*** Exercise input ***

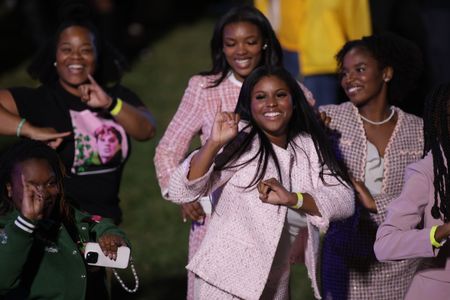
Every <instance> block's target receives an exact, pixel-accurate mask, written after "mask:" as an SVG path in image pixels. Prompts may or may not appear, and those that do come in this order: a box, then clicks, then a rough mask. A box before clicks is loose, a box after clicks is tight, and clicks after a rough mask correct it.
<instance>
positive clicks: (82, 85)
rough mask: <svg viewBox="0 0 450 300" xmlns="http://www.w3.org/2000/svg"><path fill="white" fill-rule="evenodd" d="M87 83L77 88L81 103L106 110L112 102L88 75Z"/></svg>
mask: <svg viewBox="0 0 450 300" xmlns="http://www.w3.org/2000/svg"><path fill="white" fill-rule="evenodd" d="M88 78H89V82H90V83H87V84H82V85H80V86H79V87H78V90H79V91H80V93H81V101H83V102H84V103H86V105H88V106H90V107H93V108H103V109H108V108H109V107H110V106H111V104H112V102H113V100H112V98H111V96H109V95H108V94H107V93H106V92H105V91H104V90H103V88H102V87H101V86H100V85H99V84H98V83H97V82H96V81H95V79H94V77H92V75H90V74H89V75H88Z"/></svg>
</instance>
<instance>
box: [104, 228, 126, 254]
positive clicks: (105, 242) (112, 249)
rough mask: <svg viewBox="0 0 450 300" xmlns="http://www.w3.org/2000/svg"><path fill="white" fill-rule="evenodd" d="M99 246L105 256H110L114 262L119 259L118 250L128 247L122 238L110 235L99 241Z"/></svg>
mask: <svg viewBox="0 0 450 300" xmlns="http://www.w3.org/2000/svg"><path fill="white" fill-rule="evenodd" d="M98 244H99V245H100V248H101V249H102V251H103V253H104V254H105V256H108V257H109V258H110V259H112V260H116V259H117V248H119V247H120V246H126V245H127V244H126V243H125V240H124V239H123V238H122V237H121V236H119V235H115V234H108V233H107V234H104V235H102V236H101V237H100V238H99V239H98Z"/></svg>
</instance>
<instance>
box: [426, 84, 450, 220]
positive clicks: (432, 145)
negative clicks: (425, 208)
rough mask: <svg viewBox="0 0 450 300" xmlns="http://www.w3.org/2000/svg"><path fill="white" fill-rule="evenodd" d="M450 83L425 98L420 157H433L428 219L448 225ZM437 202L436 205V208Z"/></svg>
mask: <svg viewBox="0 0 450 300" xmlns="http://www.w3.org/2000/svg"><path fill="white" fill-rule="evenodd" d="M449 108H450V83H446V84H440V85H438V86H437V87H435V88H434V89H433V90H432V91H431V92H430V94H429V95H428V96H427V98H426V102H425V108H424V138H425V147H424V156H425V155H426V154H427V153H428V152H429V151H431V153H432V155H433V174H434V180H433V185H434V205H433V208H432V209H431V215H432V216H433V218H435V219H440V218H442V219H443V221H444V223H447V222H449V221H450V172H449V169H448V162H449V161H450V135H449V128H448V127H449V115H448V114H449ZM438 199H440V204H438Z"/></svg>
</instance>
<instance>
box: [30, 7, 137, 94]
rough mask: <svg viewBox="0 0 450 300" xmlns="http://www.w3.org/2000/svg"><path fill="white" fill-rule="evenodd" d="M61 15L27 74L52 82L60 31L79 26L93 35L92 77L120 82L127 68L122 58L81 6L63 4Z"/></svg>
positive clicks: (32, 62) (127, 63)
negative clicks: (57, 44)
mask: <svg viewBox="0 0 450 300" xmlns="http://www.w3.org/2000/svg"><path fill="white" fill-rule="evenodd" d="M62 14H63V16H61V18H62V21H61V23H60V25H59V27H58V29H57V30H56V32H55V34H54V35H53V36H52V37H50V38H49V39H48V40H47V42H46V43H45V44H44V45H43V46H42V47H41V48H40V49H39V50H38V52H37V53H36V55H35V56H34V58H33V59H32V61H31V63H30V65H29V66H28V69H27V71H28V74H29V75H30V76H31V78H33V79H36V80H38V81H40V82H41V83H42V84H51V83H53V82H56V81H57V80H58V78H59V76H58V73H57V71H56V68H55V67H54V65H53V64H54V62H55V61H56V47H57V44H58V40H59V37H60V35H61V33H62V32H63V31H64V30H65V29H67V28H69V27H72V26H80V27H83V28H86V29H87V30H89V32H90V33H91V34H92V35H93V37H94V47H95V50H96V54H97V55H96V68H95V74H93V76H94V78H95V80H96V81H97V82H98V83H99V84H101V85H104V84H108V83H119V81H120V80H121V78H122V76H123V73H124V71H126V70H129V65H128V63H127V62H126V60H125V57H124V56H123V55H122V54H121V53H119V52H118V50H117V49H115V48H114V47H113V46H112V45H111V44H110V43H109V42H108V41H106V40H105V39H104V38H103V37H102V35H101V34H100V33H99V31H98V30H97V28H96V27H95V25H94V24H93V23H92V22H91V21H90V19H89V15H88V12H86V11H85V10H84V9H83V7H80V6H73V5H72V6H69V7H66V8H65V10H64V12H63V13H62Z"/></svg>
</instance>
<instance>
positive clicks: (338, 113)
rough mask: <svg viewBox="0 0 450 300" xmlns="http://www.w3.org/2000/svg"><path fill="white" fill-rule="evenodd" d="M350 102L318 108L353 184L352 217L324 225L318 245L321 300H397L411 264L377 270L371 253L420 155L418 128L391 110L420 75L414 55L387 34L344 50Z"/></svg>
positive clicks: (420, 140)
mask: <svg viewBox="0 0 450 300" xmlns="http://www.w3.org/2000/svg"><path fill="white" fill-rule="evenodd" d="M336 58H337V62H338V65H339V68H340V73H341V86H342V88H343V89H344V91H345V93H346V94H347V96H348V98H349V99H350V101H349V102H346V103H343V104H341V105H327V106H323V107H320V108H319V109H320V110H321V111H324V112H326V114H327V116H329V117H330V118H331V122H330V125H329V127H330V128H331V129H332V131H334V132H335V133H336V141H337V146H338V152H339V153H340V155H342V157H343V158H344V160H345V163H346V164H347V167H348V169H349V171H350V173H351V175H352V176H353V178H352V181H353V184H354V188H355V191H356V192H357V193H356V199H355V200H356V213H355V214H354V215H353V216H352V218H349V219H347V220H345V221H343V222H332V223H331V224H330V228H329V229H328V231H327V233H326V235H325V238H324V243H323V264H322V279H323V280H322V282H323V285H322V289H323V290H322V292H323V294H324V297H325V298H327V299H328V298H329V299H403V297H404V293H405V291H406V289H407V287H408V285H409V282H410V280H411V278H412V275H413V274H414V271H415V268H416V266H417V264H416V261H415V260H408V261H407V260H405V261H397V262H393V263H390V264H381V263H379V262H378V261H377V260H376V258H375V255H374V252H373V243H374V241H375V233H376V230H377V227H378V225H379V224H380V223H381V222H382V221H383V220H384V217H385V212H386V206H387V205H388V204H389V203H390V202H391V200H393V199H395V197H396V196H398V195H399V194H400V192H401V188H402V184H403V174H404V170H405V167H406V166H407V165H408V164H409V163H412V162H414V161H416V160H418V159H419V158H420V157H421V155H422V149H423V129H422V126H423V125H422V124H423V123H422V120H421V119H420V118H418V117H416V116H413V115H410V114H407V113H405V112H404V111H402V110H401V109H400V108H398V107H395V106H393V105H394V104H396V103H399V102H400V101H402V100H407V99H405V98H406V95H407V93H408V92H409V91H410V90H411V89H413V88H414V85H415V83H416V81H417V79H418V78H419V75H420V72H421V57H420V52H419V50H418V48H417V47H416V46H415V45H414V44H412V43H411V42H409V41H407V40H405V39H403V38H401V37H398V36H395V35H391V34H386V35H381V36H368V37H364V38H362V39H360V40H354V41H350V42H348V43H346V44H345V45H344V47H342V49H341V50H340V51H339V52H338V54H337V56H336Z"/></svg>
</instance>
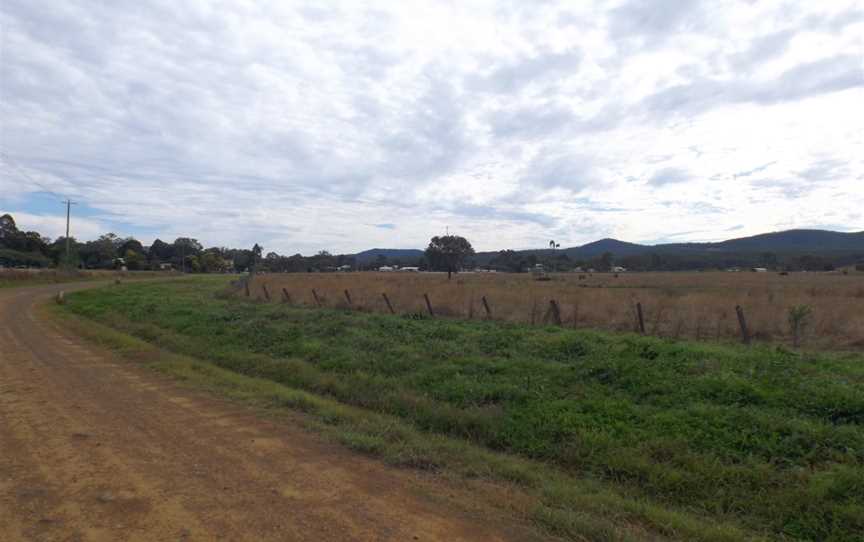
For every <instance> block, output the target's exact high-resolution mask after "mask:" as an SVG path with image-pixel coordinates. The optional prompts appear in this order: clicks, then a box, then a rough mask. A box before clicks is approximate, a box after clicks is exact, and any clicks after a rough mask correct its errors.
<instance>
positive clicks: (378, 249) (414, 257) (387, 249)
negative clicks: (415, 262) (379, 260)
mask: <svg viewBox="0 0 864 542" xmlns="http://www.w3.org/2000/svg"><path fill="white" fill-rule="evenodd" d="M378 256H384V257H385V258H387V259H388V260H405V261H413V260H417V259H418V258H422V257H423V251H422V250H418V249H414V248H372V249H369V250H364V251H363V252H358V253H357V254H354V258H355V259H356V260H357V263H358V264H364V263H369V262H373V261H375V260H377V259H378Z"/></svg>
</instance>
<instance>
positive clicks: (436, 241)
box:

*** End of Exercise input ***

What is being asked:
Check each line above for the string "block" and show the ones that have it.

Exercise solution:
Every <instance> block's target receives an exact, pixel-accurate mask, written after "mask:" as an SVG path in image pixels. Prompts may or may not appear, and those that do come in this order: a box, then clicks, then a rough mask. A box before clicks is loose, a box after clicks is tight, and clicks after a rough mask correct it.
For every <instance> block, output the target's exact high-resolution mask after "mask:" as an SVG path with image-pixel coordinates. The optional prompts appear in this order: clicks, then a box, then a rough mask. A box before clicks is approximate, a box after clicks is exact, and any clicks after a rough mask correct its errors.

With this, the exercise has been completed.